══ Source records

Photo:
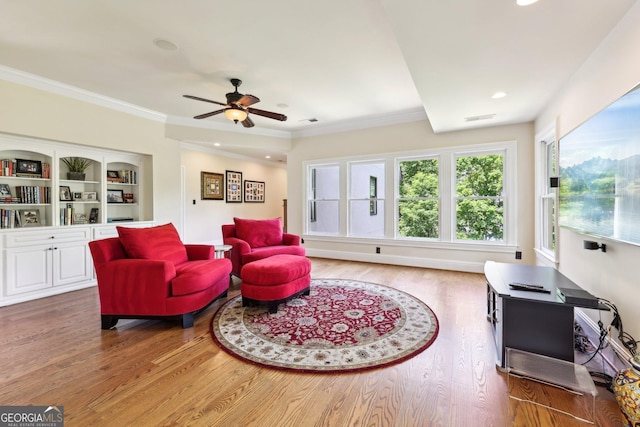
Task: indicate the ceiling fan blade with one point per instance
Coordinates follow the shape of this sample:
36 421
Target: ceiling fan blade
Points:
248 100
213 113
248 123
197 98
269 114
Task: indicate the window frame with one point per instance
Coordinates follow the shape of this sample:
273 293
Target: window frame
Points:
542 141
446 187
397 198
455 197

════

Edit the data from the line containing "Task: indicate the window" through the end of the data, changing "window frame" to "door frame" and keeping everything else the same. Give only those lines.

Task: indicate the door frame with one point per instance
Coordinates follow the shape of this sample:
273 293
Target: door frame
Points:
542 141
446 187
397 198
455 197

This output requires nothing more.